### Exercise description
Write out again every line between the one holding "dense foliage -> outlines, every instance" and the one holding "99 40 L 145", inclusive, requests and all. Multiply each outline coordinate in the answers by 1.05 and round it to a whole number, with halves going up, and leave the pictures out.

>> START Provided data

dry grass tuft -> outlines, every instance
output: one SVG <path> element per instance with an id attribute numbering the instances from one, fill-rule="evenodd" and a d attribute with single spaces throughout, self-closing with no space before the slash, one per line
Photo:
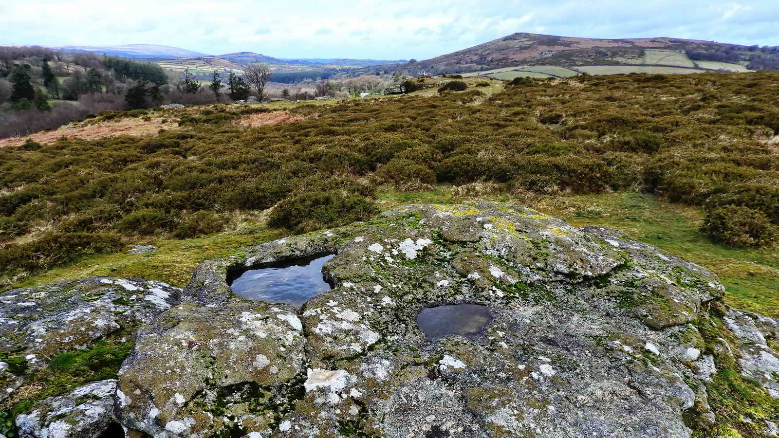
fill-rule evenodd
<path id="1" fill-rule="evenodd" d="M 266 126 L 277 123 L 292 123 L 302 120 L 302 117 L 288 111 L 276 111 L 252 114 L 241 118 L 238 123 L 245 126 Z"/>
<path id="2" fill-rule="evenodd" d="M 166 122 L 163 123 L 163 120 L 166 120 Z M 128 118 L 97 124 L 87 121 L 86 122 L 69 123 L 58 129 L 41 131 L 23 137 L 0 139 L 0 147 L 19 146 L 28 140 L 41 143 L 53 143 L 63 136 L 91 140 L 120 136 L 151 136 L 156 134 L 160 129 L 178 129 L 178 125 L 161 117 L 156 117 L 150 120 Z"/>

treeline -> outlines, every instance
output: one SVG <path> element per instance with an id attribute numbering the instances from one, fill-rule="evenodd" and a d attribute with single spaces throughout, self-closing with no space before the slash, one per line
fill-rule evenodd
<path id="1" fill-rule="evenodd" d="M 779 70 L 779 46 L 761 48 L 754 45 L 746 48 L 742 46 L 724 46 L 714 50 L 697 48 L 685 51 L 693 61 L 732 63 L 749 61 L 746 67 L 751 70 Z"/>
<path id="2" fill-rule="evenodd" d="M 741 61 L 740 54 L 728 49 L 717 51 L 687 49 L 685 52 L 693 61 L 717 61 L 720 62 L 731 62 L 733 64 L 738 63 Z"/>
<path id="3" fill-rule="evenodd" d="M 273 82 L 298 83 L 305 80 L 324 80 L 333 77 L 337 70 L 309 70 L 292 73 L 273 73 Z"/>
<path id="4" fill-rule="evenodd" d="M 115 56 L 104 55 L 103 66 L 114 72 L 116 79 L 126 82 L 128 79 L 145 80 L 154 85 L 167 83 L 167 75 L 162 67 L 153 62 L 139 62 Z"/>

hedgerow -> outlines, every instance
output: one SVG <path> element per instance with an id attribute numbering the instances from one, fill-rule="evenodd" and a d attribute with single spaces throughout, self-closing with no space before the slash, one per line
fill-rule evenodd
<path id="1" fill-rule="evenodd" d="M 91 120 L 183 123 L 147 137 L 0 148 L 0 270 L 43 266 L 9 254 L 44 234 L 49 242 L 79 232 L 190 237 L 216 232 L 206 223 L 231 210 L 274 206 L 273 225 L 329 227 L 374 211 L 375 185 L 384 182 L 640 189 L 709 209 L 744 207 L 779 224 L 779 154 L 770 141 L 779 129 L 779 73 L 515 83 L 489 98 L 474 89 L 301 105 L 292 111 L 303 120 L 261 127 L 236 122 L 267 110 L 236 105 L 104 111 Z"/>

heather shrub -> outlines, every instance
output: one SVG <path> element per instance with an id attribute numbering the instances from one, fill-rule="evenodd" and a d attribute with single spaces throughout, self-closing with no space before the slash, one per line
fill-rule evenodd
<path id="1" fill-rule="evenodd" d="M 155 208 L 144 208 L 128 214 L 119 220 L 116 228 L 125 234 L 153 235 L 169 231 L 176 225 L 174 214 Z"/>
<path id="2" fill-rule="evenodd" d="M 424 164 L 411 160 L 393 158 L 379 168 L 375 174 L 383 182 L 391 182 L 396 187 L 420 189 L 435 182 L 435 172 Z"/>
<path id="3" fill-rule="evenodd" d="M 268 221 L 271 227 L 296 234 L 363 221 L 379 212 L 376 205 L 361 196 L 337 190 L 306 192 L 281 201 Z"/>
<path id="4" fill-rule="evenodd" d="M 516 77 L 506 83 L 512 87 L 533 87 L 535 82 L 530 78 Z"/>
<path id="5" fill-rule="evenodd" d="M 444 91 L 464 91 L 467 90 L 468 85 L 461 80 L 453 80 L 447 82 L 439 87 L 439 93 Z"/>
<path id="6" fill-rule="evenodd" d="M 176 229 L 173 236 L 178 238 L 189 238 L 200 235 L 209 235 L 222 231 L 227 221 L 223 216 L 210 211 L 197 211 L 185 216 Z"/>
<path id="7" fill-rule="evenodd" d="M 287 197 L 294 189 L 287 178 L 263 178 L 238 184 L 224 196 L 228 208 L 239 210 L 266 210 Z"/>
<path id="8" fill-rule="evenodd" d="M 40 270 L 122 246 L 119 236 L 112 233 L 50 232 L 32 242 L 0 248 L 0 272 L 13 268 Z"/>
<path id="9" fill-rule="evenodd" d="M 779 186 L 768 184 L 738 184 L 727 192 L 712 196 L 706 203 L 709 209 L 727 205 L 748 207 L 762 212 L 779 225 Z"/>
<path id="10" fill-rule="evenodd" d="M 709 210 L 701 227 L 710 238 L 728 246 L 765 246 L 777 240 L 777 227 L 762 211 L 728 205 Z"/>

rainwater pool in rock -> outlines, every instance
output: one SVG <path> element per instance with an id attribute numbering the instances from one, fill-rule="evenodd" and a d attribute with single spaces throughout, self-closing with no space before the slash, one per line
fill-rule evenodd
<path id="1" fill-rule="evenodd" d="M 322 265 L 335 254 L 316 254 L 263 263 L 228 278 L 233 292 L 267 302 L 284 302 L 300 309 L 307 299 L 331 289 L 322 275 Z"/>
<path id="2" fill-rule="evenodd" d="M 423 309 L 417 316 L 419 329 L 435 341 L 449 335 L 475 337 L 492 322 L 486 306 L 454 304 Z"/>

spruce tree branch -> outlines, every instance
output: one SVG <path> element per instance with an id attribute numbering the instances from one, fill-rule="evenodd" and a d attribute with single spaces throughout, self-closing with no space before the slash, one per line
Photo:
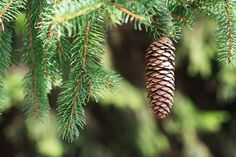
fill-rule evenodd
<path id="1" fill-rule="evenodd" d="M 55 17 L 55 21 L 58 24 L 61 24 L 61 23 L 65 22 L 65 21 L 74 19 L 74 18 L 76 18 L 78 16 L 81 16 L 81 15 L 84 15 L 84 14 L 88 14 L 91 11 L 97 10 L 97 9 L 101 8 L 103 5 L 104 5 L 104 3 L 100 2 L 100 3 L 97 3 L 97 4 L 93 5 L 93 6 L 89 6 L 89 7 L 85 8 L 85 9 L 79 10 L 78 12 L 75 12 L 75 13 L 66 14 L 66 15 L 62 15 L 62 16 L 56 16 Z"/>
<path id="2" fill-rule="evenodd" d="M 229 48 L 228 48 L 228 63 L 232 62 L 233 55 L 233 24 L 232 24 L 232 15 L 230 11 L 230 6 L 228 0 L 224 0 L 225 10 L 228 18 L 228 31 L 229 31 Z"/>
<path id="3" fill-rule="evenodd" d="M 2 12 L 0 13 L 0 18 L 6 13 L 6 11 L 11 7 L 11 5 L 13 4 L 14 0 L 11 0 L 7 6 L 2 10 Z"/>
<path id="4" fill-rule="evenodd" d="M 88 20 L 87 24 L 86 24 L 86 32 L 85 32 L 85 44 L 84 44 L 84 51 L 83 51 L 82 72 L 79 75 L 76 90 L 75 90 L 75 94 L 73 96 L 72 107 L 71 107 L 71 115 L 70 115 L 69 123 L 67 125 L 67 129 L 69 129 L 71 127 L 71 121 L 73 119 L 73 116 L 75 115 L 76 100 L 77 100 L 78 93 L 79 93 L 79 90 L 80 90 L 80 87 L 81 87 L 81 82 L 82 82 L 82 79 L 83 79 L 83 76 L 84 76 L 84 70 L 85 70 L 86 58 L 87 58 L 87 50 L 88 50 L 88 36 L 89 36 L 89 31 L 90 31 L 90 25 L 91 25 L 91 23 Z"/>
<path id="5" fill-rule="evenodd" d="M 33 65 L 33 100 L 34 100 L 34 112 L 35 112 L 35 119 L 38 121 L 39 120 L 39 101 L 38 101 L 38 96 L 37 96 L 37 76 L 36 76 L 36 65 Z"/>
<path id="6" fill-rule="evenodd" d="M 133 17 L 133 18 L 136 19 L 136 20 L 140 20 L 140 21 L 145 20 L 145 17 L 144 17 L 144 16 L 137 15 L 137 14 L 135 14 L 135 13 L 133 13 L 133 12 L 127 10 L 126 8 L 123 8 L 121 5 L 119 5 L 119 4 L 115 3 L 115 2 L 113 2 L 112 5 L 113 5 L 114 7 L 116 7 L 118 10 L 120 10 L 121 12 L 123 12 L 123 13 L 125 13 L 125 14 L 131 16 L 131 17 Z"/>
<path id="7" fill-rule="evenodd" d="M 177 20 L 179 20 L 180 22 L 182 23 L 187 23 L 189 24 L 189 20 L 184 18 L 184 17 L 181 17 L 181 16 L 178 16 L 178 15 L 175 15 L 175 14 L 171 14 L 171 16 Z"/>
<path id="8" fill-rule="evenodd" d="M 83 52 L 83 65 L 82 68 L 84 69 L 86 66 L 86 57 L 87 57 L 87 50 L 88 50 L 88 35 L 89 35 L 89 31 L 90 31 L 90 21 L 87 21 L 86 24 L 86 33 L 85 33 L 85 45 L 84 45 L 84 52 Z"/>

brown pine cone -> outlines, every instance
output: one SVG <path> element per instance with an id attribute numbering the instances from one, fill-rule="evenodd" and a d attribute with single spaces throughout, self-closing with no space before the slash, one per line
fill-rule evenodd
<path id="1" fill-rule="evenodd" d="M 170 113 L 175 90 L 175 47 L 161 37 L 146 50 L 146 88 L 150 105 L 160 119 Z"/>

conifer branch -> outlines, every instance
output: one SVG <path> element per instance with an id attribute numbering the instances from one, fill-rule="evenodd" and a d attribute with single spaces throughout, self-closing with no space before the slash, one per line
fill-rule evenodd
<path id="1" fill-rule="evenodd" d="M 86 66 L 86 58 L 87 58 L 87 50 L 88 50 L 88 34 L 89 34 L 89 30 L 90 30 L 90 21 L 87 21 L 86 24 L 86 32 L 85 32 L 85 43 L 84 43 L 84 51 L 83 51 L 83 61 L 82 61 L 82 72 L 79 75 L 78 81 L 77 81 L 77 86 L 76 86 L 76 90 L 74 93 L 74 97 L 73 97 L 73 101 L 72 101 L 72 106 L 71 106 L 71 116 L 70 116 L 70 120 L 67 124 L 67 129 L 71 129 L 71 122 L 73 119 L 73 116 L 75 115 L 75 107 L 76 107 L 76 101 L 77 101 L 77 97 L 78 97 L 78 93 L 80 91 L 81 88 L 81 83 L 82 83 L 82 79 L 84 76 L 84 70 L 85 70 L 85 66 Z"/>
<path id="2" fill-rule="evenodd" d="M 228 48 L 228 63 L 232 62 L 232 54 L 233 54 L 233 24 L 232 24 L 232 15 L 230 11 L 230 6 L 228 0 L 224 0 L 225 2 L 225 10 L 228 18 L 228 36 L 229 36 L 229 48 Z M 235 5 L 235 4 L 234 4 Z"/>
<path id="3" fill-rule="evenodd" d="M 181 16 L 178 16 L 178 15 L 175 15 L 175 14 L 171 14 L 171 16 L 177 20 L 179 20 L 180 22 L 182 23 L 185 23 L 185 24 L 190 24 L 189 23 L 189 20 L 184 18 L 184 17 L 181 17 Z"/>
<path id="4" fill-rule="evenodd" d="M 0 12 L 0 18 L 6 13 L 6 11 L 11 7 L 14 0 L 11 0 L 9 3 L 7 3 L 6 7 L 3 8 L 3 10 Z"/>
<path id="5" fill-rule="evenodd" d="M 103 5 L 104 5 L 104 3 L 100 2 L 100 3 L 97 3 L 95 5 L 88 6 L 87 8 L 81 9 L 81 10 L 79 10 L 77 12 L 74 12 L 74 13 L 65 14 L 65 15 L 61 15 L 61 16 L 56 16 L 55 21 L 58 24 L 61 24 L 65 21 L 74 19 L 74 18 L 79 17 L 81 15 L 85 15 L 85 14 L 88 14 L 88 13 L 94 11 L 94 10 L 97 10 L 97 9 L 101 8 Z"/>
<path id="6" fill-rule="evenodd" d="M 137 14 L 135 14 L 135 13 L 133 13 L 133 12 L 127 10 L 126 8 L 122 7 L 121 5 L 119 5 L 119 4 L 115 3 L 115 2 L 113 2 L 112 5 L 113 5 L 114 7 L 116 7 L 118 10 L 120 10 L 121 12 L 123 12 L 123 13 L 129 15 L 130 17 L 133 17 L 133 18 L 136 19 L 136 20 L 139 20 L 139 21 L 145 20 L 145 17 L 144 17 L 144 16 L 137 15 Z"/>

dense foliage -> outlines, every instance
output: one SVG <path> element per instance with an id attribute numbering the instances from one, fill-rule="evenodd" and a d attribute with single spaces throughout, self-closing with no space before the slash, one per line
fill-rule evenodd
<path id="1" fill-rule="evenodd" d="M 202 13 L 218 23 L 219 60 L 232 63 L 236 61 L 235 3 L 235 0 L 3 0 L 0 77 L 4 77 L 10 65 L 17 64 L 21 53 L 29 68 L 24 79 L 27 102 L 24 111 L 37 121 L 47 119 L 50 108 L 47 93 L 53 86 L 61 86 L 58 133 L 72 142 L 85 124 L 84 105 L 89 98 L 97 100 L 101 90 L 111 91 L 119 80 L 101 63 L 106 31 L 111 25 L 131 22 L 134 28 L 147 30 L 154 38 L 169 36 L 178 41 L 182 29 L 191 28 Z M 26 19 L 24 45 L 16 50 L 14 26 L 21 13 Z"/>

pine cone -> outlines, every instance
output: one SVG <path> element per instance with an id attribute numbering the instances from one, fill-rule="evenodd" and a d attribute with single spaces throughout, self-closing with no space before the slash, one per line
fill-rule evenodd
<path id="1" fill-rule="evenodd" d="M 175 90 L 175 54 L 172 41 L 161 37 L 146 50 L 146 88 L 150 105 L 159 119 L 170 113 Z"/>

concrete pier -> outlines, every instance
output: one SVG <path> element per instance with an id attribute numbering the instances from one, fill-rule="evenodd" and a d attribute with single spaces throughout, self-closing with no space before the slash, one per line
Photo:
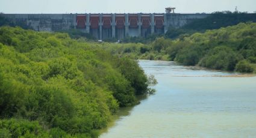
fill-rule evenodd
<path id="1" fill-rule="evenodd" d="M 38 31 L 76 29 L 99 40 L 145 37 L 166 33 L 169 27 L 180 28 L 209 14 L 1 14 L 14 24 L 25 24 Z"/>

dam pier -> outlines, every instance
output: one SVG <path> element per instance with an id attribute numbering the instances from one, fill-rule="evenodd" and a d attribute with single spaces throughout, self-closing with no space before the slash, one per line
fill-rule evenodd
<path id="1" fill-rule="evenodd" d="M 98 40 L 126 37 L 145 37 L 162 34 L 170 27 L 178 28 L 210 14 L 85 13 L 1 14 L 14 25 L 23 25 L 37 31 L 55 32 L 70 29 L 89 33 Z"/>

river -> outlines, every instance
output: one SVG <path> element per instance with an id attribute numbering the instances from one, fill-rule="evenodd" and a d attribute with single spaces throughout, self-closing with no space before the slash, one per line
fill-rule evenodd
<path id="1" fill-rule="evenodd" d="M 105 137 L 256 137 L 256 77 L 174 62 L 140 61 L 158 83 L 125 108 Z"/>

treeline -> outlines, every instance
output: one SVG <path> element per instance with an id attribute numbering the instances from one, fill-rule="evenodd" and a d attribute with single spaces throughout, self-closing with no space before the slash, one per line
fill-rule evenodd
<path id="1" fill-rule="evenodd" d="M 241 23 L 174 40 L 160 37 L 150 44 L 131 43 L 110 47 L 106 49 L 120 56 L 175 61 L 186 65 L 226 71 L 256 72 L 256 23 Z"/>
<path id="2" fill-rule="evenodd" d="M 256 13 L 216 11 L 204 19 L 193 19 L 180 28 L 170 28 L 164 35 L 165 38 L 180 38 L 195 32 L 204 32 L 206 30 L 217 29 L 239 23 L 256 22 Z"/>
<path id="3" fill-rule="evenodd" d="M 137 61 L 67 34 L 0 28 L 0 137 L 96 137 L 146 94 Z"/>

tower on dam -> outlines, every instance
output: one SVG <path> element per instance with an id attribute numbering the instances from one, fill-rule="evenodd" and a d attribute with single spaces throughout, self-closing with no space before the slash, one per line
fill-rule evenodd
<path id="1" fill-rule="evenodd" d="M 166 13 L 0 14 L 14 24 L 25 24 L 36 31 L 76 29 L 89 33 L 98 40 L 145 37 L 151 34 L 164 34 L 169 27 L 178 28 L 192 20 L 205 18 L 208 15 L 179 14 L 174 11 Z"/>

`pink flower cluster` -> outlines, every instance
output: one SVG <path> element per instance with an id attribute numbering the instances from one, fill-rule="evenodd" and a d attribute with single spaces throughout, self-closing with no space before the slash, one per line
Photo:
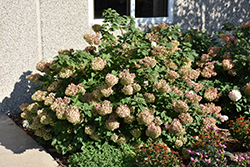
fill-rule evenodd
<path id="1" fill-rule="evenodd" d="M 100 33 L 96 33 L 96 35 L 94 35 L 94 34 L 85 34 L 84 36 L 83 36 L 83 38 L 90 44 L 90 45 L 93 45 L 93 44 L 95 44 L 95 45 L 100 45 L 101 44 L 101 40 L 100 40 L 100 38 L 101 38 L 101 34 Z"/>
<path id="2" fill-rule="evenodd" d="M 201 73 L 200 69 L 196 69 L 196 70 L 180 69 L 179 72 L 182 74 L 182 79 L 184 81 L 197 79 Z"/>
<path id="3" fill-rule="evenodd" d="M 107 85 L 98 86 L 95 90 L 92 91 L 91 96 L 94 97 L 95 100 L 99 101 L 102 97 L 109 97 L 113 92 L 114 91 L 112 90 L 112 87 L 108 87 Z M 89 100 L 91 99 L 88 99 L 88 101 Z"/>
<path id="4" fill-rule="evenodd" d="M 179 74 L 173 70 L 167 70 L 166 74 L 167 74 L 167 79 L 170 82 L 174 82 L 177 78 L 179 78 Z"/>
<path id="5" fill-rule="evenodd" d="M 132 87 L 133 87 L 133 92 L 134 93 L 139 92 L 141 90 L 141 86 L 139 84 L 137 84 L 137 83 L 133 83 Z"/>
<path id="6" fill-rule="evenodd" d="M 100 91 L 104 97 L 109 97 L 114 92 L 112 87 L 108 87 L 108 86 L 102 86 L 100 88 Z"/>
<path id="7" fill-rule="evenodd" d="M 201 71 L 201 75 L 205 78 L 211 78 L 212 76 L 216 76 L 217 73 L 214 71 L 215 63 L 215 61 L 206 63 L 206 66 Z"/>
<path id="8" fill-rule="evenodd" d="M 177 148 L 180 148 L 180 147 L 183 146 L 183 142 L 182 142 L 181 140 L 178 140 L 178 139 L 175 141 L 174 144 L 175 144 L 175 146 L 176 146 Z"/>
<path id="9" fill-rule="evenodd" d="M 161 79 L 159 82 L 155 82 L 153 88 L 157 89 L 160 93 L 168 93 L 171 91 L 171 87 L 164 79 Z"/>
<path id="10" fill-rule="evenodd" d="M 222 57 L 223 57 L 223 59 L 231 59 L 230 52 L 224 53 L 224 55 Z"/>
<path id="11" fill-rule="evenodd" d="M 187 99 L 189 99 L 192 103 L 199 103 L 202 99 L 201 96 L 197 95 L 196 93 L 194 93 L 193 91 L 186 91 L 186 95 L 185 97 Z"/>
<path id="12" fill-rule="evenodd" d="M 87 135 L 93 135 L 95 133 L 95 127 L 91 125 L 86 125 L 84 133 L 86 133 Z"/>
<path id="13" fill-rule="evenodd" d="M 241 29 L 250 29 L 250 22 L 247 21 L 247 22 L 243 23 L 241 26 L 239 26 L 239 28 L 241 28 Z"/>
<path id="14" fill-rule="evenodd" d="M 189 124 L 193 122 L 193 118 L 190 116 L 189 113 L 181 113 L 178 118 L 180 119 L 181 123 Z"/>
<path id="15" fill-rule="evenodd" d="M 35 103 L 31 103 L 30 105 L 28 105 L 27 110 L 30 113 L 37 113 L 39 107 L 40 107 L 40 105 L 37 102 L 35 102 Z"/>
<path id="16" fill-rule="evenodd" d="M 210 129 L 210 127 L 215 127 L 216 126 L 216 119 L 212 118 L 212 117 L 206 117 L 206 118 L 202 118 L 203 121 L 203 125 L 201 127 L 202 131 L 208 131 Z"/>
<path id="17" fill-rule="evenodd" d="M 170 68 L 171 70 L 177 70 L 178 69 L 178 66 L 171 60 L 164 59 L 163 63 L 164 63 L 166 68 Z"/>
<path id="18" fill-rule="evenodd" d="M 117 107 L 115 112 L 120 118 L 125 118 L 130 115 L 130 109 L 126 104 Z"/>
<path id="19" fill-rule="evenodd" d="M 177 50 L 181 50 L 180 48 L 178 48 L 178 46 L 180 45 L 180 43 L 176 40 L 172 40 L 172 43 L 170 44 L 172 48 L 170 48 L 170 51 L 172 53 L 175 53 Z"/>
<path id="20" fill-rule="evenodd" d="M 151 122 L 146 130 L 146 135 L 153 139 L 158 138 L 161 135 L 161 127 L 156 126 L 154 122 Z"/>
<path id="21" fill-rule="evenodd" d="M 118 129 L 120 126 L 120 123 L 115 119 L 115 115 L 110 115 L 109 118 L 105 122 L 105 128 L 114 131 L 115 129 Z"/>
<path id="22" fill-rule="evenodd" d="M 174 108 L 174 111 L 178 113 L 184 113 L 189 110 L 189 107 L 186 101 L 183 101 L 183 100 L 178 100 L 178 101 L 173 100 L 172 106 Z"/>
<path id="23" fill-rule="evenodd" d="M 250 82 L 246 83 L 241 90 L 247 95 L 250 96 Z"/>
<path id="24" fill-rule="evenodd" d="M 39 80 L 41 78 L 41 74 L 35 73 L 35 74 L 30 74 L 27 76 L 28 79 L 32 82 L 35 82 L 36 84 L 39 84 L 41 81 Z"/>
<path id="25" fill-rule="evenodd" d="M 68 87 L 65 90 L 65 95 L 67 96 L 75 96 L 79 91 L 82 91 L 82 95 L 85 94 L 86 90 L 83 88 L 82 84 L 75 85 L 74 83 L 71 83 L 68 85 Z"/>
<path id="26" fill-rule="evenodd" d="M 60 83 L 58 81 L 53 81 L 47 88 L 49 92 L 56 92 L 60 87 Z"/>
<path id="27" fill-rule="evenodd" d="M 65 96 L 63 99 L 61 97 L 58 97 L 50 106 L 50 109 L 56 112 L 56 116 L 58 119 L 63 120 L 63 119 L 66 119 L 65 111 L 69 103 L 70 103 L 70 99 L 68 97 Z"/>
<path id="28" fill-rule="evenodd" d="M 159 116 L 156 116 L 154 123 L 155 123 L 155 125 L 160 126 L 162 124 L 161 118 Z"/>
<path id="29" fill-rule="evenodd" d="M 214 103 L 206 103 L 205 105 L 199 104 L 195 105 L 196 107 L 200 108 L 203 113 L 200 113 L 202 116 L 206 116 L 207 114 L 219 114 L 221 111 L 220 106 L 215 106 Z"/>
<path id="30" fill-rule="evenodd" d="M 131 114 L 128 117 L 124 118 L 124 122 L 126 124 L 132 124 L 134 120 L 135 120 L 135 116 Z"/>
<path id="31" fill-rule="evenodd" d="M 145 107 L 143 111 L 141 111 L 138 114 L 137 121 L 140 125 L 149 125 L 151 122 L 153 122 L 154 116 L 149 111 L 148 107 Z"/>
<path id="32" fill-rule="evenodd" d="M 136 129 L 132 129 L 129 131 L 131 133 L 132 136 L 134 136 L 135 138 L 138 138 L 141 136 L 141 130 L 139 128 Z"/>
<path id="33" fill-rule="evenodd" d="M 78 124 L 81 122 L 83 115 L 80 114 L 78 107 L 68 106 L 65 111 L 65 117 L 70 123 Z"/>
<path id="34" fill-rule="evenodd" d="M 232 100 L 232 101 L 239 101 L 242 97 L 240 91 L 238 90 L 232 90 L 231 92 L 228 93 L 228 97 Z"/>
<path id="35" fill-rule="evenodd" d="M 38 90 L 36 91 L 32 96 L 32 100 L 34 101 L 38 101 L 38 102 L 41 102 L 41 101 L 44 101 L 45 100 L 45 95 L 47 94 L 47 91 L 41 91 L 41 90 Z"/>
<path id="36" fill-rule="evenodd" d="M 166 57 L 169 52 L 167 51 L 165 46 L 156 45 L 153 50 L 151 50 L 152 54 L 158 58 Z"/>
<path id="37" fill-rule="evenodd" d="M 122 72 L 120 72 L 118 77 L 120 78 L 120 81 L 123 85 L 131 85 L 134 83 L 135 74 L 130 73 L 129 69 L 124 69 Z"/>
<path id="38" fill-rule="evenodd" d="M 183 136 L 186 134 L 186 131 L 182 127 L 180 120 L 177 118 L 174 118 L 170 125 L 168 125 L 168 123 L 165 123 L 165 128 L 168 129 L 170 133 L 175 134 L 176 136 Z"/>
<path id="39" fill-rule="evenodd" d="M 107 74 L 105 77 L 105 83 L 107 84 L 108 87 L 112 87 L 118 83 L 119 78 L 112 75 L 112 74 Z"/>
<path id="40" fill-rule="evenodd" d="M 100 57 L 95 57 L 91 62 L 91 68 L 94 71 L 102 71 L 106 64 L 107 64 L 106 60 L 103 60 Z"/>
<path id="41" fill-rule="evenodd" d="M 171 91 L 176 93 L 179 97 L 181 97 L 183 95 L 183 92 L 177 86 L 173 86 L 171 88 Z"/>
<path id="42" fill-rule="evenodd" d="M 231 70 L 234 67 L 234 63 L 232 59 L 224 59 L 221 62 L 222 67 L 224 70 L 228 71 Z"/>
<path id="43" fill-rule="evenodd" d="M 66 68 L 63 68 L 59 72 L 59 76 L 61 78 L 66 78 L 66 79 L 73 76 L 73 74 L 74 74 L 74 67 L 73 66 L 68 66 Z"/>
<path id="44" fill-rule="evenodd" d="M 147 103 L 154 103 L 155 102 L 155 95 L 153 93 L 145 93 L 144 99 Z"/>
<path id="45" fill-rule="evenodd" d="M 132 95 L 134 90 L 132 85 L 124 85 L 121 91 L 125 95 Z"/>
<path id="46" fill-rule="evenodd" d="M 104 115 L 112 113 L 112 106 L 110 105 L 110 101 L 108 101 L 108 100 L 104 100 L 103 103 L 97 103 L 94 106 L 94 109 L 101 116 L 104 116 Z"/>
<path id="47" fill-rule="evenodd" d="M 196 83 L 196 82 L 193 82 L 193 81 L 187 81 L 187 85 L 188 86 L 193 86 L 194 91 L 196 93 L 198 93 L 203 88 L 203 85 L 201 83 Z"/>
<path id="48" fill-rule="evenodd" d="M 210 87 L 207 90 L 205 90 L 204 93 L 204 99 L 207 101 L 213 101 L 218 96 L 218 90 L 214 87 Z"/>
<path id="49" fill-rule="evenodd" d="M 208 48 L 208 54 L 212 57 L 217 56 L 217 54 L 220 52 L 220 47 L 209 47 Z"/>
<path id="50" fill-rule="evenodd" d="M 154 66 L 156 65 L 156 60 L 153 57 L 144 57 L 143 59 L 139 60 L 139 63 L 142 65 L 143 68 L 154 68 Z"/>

>> END Provided data

### Worked solution
dense foliage -> outlines, every instance
output: one SVG <path> element per instance with an id attribute numbering the instances from one, fill-rule="evenodd" and a d attribute with single spaces throughout, self-closing with no space before the slash, one per line
fill-rule evenodd
<path id="1" fill-rule="evenodd" d="M 212 14 L 229 24 L 230 63 L 244 66 L 248 64 L 247 3 L 247 0 L 3 0 L 0 81 L 4 81 L 11 68 L 18 67 L 22 56 L 30 71 L 25 83 L 28 107 L 25 117 L 39 127 L 49 125 L 53 113 L 49 98 L 56 90 L 64 90 L 61 140 L 76 149 L 89 130 L 88 110 L 93 103 L 102 105 L 106 95 L 117 96 L 125 84 L 106 66 L 111 33 L 117 26 L 138 23 L 141 29 L 154 32 L 162 40 L 177 38 L 187 43 L 191 30 L 201 29 Z M 27 20 L 25 47 L 17 53 L 15 27 L 22 14 Z"/>

pine cone -> outlines, every instance
output: one SVG <path> element per instance with an id attribute numbering the instances from one, fill-rule="evenodd" and a d attribute with single spaces throughout, self-closing with no space before the slash, one per line
fill-rule evenodd
<path id="1" fill-rule="evenodd" d="M 184 95 L 184 57 L 181 43 L 169 39 L 153 53 L 153 92 L 158 110 L 167 125 L 179 119 Z"/>

concrete pier -> outlines, every instance
output: one SVG <path> element per instance with an id attribute numbering the instances from one, fill-rule="evenodd" and a d attribute with single spaces throughout, self-closing with no space before the slash, one per line
Photo:
fill-rule evenodd
<path id="1" fill-rule="evenodd" d="M 40 33 L 80 30 L 104 42 L 152 39 L 174 35 L 177 28 L 189 29 L 219 15 L 1 15 L 15 25 L 26 25 Z"/>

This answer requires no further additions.